▸ Goal: Render the stretch of material from the line containing "Your task is to locate every instance of bus windshield" through the line containing "[0,297,61,304]" as a Markdown table with the columns "No." and "Line", numbering each row and omitting any blank lines.

(Rows from a dataset)
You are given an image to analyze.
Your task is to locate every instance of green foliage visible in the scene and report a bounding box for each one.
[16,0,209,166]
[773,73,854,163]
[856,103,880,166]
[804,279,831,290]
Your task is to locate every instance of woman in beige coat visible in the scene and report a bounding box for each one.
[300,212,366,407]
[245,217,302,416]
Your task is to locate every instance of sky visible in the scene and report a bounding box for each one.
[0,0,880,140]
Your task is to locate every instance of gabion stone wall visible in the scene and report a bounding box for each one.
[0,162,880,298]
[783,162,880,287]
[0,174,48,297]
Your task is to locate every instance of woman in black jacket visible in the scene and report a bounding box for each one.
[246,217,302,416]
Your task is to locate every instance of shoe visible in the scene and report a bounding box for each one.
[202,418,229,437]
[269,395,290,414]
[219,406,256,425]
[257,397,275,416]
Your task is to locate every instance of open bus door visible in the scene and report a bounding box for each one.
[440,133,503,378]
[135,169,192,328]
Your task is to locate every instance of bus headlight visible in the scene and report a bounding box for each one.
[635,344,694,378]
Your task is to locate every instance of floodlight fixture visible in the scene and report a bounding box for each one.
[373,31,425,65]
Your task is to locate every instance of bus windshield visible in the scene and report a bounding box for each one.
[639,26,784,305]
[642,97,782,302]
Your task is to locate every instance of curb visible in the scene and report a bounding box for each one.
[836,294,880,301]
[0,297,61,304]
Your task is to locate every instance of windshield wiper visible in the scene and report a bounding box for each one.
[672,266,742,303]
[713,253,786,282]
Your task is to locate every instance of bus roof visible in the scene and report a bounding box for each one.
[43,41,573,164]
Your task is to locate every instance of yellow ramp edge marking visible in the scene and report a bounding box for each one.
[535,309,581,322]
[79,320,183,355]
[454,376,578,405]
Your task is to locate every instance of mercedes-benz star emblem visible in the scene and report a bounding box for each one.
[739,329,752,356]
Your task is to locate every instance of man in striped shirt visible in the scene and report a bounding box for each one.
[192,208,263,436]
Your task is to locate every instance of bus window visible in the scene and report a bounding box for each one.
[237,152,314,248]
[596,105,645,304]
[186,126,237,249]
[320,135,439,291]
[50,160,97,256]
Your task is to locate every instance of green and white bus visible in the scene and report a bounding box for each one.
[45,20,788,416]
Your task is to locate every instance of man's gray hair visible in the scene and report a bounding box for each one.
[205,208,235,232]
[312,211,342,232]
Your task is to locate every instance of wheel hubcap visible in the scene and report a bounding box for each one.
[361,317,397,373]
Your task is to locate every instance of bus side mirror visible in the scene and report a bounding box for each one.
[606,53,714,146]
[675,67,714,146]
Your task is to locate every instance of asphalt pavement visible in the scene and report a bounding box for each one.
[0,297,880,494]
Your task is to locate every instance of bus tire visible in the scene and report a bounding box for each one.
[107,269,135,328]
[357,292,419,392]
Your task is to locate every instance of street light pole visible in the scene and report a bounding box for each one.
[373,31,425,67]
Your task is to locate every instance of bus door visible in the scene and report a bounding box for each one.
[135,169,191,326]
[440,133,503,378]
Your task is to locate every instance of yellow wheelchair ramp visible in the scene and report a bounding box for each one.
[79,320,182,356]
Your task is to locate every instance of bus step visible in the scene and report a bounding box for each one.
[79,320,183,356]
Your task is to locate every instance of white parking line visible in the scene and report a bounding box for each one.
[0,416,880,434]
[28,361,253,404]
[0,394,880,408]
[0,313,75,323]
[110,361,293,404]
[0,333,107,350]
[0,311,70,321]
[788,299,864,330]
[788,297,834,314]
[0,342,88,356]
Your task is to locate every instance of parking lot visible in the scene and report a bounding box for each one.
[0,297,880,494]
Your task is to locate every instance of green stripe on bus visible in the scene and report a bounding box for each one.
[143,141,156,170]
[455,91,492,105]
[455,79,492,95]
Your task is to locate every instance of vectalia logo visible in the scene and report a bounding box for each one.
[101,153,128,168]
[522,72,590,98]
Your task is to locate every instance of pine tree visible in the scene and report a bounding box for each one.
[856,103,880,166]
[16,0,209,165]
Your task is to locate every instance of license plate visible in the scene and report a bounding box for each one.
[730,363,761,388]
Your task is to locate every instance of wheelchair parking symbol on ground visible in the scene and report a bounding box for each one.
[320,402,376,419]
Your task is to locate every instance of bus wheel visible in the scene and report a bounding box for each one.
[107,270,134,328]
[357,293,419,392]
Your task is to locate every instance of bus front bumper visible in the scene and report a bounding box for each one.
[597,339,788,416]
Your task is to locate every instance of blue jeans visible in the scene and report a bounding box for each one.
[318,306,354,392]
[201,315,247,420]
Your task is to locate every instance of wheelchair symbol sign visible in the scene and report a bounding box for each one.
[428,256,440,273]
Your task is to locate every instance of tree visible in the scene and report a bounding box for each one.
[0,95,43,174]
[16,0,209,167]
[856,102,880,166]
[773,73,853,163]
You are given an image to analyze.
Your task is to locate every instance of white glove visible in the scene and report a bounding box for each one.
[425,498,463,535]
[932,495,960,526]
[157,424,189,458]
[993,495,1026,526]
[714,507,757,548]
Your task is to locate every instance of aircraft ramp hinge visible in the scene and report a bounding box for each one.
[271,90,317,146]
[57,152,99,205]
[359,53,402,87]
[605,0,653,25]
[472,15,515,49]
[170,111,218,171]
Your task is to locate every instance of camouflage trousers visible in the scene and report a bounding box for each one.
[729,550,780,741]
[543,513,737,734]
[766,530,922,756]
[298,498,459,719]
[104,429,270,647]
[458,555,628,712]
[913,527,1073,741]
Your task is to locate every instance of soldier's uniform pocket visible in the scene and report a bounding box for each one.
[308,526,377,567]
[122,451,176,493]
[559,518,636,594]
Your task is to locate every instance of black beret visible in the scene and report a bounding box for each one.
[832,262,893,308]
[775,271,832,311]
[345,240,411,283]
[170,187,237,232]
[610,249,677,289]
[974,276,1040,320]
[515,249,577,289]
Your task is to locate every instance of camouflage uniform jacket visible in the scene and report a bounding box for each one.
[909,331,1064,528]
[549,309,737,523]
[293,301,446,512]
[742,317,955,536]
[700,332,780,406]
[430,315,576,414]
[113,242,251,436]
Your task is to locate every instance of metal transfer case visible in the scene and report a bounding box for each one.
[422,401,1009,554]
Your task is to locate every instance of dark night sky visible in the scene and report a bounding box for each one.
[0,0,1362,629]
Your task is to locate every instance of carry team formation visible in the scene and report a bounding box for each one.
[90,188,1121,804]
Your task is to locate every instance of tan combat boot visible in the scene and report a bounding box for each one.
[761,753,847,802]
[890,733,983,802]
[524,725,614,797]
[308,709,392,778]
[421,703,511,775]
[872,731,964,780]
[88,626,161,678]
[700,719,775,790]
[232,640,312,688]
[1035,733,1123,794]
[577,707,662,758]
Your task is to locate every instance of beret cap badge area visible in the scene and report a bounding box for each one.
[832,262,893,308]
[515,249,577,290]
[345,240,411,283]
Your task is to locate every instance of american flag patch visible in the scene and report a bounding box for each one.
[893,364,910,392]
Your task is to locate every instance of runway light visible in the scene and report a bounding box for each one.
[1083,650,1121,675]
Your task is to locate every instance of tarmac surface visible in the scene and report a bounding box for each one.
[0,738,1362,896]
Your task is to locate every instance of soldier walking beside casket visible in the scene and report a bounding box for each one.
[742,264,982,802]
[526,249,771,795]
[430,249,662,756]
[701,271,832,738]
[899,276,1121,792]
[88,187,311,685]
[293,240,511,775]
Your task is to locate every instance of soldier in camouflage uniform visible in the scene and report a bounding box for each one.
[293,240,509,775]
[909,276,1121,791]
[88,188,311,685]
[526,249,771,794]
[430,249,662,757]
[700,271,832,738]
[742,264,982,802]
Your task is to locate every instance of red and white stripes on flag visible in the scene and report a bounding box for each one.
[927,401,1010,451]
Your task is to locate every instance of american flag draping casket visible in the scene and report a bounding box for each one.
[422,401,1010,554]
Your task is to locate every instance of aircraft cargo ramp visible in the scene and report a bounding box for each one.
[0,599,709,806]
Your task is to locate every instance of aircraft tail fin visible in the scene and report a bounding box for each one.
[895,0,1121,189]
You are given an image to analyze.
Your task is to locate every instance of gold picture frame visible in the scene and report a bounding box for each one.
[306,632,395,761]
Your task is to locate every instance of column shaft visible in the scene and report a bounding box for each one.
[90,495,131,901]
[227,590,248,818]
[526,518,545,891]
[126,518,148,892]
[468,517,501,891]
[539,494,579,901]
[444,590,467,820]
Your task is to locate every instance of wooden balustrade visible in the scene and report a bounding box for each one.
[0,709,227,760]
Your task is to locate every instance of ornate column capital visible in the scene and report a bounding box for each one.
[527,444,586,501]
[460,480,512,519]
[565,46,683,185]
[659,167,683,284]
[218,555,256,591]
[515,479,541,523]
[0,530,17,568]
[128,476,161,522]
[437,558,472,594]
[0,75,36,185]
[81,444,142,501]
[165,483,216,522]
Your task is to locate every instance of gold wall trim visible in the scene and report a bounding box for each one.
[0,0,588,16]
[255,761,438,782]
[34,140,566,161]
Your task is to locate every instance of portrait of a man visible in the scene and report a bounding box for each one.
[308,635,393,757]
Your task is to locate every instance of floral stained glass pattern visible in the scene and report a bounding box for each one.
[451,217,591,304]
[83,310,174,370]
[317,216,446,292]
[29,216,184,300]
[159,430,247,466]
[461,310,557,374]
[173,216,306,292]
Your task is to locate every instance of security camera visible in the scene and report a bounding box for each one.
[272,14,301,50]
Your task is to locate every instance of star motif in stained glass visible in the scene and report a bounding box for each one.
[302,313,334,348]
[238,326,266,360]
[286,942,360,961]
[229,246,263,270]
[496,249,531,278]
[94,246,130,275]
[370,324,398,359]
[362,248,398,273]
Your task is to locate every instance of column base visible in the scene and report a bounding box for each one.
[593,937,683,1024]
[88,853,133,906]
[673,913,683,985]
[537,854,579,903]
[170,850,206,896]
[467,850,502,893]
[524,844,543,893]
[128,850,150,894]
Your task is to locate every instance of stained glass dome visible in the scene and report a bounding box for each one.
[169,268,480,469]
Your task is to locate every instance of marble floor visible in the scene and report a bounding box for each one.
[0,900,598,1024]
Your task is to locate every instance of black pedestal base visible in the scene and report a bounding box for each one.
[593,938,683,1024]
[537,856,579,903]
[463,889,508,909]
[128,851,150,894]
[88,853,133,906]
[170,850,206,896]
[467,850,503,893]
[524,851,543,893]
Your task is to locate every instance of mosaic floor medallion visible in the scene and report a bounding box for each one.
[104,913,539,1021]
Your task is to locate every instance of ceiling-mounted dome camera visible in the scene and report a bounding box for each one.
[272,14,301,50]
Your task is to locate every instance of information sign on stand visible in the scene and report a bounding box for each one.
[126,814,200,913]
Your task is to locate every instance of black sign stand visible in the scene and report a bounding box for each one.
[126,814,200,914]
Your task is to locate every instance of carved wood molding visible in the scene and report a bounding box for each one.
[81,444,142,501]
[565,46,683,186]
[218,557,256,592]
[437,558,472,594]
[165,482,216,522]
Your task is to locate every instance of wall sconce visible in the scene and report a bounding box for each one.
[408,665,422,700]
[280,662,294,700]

▸ Full output:
| No. | Line |
|---|---|
| 1 | Your task is to locate every instance of bus windshield visible in the scene and report a bounding box for each one. |
| 2 | [639,26,784,305] |
| 3 | [642,97,782,302] |
| 4 | Your task is to locate every instance of curb visible in the scene and report a bounding box for each one. |
| 5 | [836,294,880,301] |
| 6 | [0,297,61,304] |